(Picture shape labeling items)
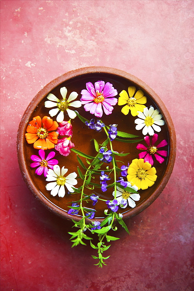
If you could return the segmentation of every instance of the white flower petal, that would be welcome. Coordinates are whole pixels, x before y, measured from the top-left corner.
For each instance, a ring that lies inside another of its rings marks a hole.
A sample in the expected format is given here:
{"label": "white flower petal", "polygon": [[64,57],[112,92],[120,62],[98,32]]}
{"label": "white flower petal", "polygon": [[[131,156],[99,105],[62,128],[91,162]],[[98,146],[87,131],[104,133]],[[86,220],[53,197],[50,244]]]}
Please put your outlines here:
{"label": "white flower petal", "polygon": [[137,118],[135,120],[134,122],[136,124],[142,124],[144,123],[145,120],[143,119],[141,119],[140,118]]}
{"label": "white flower petal", "polygon": [[71,174],[69,174],[65,178],[66,179],[74,179],[77,176],[77,174],[76,173],[71,173]]}
{"label": "white flower petal", "polygon": [[137,116],[138,117],[139,117],[140,118],[142,118],[142,119],[145,120],[145,116],[143,113],[140,111],[138,111],[138,112],[139,113]]}
{"label": "white flower petal", "polygon": [[55,101],[56,102],[58,102],[59,101],[59,99],[58,99],[53,94],[51,93],[48,95],[47,96],[47,99],[48,99],[49,100],[50,100],[51,101]]}
{"label": "white flower petal", "polygon": [[148,116],[152,116],[152,114],[153,112],[154,111],[154,108],[152,106],[151,106],[149,108],[149,110],[148,110],[149,113],[148,113]]}
{"label": "white flower petal", "polygon": [[137,124],[136,126],[136,129],[137,130],[139,130],[140,129],[143,128],[144,126],[145,126],[145,123],[142,123],[141,124]]}
{"label": "white flower petal", "polygon": [[76,179],[67,179],[67,182],[71,185],[77,185],[77,180]]}
{"label": "white flower petal", "polygon": [[140,195],[137,193],[131,193],[130,194],[130,197],[135,201],[138,201],[140,199]]}
{"label": "white flower petal", "polygon": [[63,111],[60,111],[57,116],[57,122],[62,122],[64,119],[64,113]]}
{"label": "white flower petal", "polygon": [[67,92],[67,90],[66,87],[62,87],[60,89],[60,92],[63,97],[63,99],[65,100],[66,99],[66,95]]}
{"label": "white flower petal", "polygon": [[132,208],[134,208],[134,207],[136,206],[136,204],[135,202],[133,200],[131,199],[130,197],[129,197],[128,198],[127,198],[127,200],[128,201],[128,203],[129,203],[129,205],[130,207],[132,207]]}
{"label": "white flower petal", "polygon": [[71,110],[70,109],[69,109],[68,108],[67,108],[67,112],[70,118],[71,118],[71,119],[74,119],[77,116],[76,113],[72,110]]}
{"label": "white flower petal", "polygon": [[159,126],[158,125],[156,125],[152,124],[152,126],[153,127],[153,128],[155,131],[157,131],[157,132],[159,132],[160,131],[161,131],[161,129]]}
{"label": "white flower petal", "polygon": [[67,99],[67,102],[70,102],[71,101],[74,100],[75,99],[76,99],[78,95],[78,94],[76,92],[72,92]]}
{"label": "white flower petal", "polygon": [[68,171],[68,169],[65,168],[64,166],[62,167],[61,168],[61,176],[64,176]]}
{"label": "white flower petal", "polygon": [[60,187],[60,189],[58,192],[59,197],[64,197],[65,194],[65,189],[64,185],[62,185]]}
{"label": "white flower petal", "polygon": [[51,107],[54,107],[57,106],[57,104],[55,102],[53,102],[52,101],[45,101],[45,106],[47,108],[50,108]]}
{"label": "white flower petal", "polygon": [[57,114],[58,112],[59,109],[58,108],[54,108],[50,110],[49,113],[51,117],[54,116],[56,114]]}
{"label": "white flower petal", "polygon": [[159,119],[158,120],[154,120],[154,123],[155,124],[158,125],[163,125],[165,122],[162,119]]}
{"label": "white flower petal", "polygon": [[[136,128],[137,126],[137,125],[136,125]],[[144,135],[146,135],[147,133],[148,132],[148,127],[147,127],[147,125],[145,125],[144,128],[143,129],[143,130],[142,130],[142,133]]]}
{"label": "white flower petal", "polygon": [[71,192],[72,193],[73,193],[74,192],[75,190],[74,190],[72,188],[72,185],[70,185],[70,184],[67,183],[67,182],[66,182],[65,184],[67,188],[68,191],[69,191],[70,192]]}
{"label": "white flower petal", "polygon": [[58,177],[59,176],[60,176],[60,167],[58,165],[55,165],[54,166],[53,166],[53,171],[56,174]]}
{"label": "white flower petal", "polygon": [[145,116],[148,116],[148,115],[149,114],[149,111],[148,110],[148,108],[147,107],[146,107],[145,108],[144,108],[143,114]]}
{"label": "white flower petal", "polygon": [[57,185],[56,186],[55,186],[54,188],[53,188],[53,189],[52,189],[51,191],[51,195],[53,196],[56,196],[56,195],[57,195],[60,187],[60,186],[59,185]]}
{"label": "white flower petal", "polygon": [[46,185],[46,189],[48,191],[52,190],[57,185],[56,182],[51,182],[51,183],[48,183]]}
{"label": "white flower petal", "polygon": [[81,107],[81,101],[74,101],[72,103],[70,103],[69,105],[70,106],[72,106],[73,107]]}
{"label": "white flower petal", "polygon": [[151,126],[148,127],[148,133],[149,135],[154,135],[154,129]]}
{"label": "white flower petal", "polygon": [[157,115],[159,113],[159,111],[158,110],[158,109],[156,109],[155,110],[154,110],[154,112],[152,113],[152,118],[154,118],[155,116],[156,116],[156,115]]}

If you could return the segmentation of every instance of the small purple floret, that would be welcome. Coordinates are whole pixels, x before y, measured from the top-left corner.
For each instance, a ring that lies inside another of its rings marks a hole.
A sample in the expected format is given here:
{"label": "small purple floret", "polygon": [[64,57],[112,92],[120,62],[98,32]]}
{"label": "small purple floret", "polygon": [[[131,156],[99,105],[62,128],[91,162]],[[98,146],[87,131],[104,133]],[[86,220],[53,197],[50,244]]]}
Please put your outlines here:
{"label": "small purple floret", "polygon": [[114,199],[112,201],[107,200],[106,201],[106,203],[108,208],[110,208],[113,212],[116,212],[119,209],[119,207],[117,205],[118,201],[116,199]]}

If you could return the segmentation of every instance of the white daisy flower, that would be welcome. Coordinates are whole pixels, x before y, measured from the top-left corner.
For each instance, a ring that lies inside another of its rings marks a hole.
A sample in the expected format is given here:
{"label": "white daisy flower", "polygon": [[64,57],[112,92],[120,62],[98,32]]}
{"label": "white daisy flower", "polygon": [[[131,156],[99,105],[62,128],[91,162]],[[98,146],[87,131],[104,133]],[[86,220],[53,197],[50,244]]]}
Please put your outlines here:
{"label": "white daisy flower", "polygon": [[149,109],[147,107],[144,108],[143,112],[138,111],[139,114],[138,115],[139,118],[137,118],[135,120],[136,123],[136,129],[138,130],[143,128],[142,133],[144,135],[146,135],[148,133],[150,135],[153,135],[154,130],[159,132],[161,129],[159,125],[163,125],[165,122],[163,120],[161,120],[162,116],[159,114],[159,111],[157,109],[154,110],[152,106]]}
{"label": "white daisy flower", "polygon": [[[138,190],[138,187],[136,185],[131,186],[130,182],[127,182],[127,187],[131,187],[135,191],[137,191]],[[129,206],[132,208],[134,208],[136,206],[135,202],[134,200],[135,201],[139,201],[140,199],[139,194],[136,193],[131,193],[124,189],[121,189],[118,186],[117,186],[117,190],[116,192],[116,199],[118,202],[118,205],[120,204],[121,208],[126,208],[127,206],[127,202]],[[113,195],[114,196],[114,191],[113,192]]]}
{"label": "white daisy flower", "polygon": [[[65,110],[67,111],[70,118],[73,119],[76,117],[76,113],[73,110],[69,109],[68,108],[69,106],[77,108],[81,107],[81,101],[74,101],[71,103],[70,103],[77,97],[78,94],[76,92],[72,92],[67,100],[66,100],[66,95],[67,92],[67,88],[65,87],[62,87],[60,89],[60,92],[63,97],[62,100],[59,100],[53,94],[50,93],[47,96],[47,99],[50,101],[45,101],[45,106],[47,108],[57,107],[57,108],[54,108],[50,110],[49,111],[49,114],[52,117],[57,114],[59,111],[56,118],[58,122],[62,122],[63,121],[64,119],[63,111]],[[55,103],[56,102],[56,103]]]}
{"label": "white daisy flower", "polygon": [[64,197],[65,193],[64,185],[65,185],[68,191],[72,193],[75,191],[72,186],[76,185],[77,181],[75,179],[77,174],[74,172],[70,174],[66,177],[64,177],[68,171],[64,167],[61,168],[61,174],[60,167],[58,165],[53,166],[53,170],[49,169],[48,171],[46,180],[46,181],[54,181],[49,183],[46,186],[46,189],[49,191],[51,190],[51,194],[53,196],[57,194],[59,197]]}

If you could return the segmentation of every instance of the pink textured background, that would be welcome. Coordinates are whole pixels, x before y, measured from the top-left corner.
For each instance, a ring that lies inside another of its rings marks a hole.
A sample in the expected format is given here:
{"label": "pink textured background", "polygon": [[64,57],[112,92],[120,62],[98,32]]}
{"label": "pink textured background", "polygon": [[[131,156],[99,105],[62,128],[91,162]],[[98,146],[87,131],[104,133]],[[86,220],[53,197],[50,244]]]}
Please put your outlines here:
{"label": "pink textured background", "polygon": [[[1,290],[193,290],[193,1],[0,3]],[[93,265],[91,248],[71,248],[71,225],[28,190],[16,147],[21,118],[40,90],[61,74],[92,65],[147,83],[166,104],[177,139],[167,186],[127,222],[130,236],[120,229],[102,269]]]}

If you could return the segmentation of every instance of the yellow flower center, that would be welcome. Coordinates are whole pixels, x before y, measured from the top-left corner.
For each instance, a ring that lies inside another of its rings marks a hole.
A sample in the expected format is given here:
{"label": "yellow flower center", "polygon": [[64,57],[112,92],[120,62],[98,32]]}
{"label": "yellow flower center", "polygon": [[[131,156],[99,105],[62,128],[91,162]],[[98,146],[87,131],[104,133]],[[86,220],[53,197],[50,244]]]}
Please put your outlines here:
{"label": "yellow flower center", "polygon": [[147,126],[151,126],[154,123],[154,120],[150,116],[147,116],[145,119],[145,124]]}
{"label": "yellow flower center", "polygon": [[149,151],[150,153],[155,154],[157,151],[157,148],[156,146],[152,146],[148,148],[148,150]]}
{"label": "yellow flower center", "polygon": [[66,110],[69,105],[69,103],[67,100],[60,100],[57,103],[57,107],[62,111]]}
{"label": "yellow flower center", "polygon": [[129,106],[130,107],[133,107],[134,105],[135,105],[136,104],[137,104],[137,102],[136,102],[136,99],[135,98],[129,98],[127,101],[127,104],[129,105]]}
{"label": "yellow flower center", "polygon": [[97,96],[94,98],[94,102],[98,104],[99,103],[102,102],[104,100],[104,95],[102,93],[97,92]]}
{"label": "yellow flower center", "polygon": [[45,139],[49,135],[49,133],[46,129],[43,127],[39,127],[37,130],[37,135],[40,139]]}
{"label": "yellow flower center", "polygon": [[124,199],[127,199],[130,196],[130,193],[128,191],[124,191],[122,194],[122,197]]}
{"label": "yellow flower center", "polygon": [[143,170],[143,169],[138,169],[137,171],[136,175],[137,177],[139,179],[143,179],[145,178],[147,175],[145,170]]}
{"label": "yellow flower center", "polygon": [[65,184],[66,179],[63,176],[59,176],[56,182],[58,185],[61,186],[61,185],[64,185]]}
{"label": "yellow flower center", "polygon": [[41,167],[47,167],[48,166],[48,162],[46,160],[42,160],[40,162],[40,165]]}

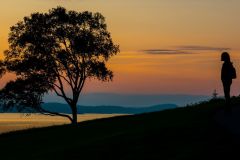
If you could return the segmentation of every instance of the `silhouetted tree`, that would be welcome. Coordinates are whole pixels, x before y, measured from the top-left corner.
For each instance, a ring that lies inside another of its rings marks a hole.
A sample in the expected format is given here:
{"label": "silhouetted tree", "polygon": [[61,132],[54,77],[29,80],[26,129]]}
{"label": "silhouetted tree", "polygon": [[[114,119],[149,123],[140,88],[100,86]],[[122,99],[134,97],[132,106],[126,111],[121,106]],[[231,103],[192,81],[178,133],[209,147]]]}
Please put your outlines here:
{"label": "silhouetted tree", "polygon": [[[65,116],[73,124],[86,79],[112,80],[113,72],[105,63],[119,52],[100,13],[62,7],[24,17],[11,27],[8,41],[3,68],[17,78],[1,90],[1,106]],[[43,95],[49,91],[68,103],[72,116],[41,107]]]}

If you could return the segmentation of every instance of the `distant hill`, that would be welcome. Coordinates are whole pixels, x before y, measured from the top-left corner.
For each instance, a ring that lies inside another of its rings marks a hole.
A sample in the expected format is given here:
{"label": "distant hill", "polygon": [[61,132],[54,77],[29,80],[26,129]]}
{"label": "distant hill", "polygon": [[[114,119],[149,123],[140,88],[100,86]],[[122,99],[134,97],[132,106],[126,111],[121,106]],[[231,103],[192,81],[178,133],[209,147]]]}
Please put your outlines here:
{"label": "distant hill", "polygon": [[[67,104],[62,103],[45,103],[44,108],[54,112],[71,113]],[[121,107],[121,106],[78,106],[78,114],[83,113],[100,113],[100,114],[139,114],[166,109],[177,108],[175,104],[160,104],[150,107]]]}
{"label": "distant hill", "polygon": [[[174,109],[178,106],[175,104],[160,104],[154,105],[150,107],[121,107],[121,106],[78,106],[78,114],[84,113],[96,113],[96,114],[140,114],[140,113],[148,113],[155,111],[162,111],[166,109]],[[59,113],[67,113],[71,114],[71,109],[67,104],[63,103],[44,103],[43,108]],[[16,109],[11,111],[7,111],[8,113],[19,113]],[[29,111],[22,111],[22,113],[26,113]],[[0,113],[3,113],[0,110]]]}
{"label": "distant hill", "polygon": [[[240,99],[237,100],[240,106]],[[0,135],[2,160],[232,160],[239,135],[216,123],[224,100]],[[226,118],[230,118],[229,114]]]}

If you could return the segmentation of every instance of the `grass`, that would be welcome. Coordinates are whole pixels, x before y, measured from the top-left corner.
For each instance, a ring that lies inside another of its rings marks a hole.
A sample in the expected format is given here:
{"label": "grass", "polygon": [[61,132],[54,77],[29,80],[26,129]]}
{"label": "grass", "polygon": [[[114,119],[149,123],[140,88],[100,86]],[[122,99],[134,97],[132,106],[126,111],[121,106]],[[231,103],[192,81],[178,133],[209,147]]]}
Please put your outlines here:
{"label": "grass", "polygon": [[[240,98],[233,98],[235,105]],[[214,121],[221,99],[185,108],[0,135],[0,158],[31,160],[231,159],[238,137]]]}

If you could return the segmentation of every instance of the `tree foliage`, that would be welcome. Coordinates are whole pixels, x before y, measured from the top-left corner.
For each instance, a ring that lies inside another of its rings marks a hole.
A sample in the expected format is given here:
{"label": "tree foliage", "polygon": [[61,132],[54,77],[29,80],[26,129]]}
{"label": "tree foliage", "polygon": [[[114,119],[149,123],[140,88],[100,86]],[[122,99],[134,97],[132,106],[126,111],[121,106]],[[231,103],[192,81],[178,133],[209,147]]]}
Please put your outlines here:
{"label": "tree foliage", "polygon": [[17,79],[1,90],[2,106],[47,113],[42,98],[54,91],[71,107],[73,123],[86,79],[112,80],[106,62],[119,52],[100,13],[62,7],[24,17],[11,27],[8,41],[2,73],[13,72]]}

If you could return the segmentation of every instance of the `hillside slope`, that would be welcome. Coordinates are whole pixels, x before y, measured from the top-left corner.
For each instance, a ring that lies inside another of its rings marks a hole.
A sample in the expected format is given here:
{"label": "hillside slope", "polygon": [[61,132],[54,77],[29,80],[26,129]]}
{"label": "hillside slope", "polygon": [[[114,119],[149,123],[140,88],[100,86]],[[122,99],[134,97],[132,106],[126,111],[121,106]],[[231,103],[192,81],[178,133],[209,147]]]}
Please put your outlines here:
{"label": "hillside slope", "polygon": [[238,136],[214,120],[222,100],[0,135],[0,158],[57,160],[231,159]]}

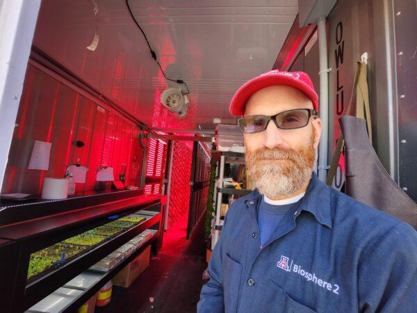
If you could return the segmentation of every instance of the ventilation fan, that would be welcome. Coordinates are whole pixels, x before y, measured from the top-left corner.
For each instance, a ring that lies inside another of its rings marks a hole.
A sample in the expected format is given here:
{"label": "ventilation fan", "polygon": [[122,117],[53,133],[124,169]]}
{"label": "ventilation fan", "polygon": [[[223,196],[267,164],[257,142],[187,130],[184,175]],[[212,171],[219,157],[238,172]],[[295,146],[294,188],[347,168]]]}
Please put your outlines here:
{"label": "ventilation fan", "polygon": [[177,118],[184,118],[188,113],[188,98],[179,88],[168,88],[161,95],[161,102]]}

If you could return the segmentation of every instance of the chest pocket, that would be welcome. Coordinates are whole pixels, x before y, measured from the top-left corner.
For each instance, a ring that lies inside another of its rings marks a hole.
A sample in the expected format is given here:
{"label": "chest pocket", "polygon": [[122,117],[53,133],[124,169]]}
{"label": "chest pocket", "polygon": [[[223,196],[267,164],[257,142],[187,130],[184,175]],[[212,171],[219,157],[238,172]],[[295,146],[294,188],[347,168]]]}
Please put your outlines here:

**What the task asks**
Repeat, word for word, every line from the line that contains "of the chest" to the end of the entries; include both of those lines and no others.

**Output of the task**
If you could return the segmentation of every instance of the chest pocket, that would be welcome. Coordinates are whole pixels, x before y, measured from the top-left corner.
For each instance, a ring that lies inside another of its rings marks a hole.
A sample in the expected format is given here:
{"label": "chest pocket", "polygon": [[122,117],[53,133],[124,169]]}
{"label": "chest pocket", "polygon": [[[223,196],[267,164],[257,142],[187,130],[184,175]],[[212,171],[219,157],[238,172]],[[295,146],[294,188],[347,168]]]}
Please put your outlines here:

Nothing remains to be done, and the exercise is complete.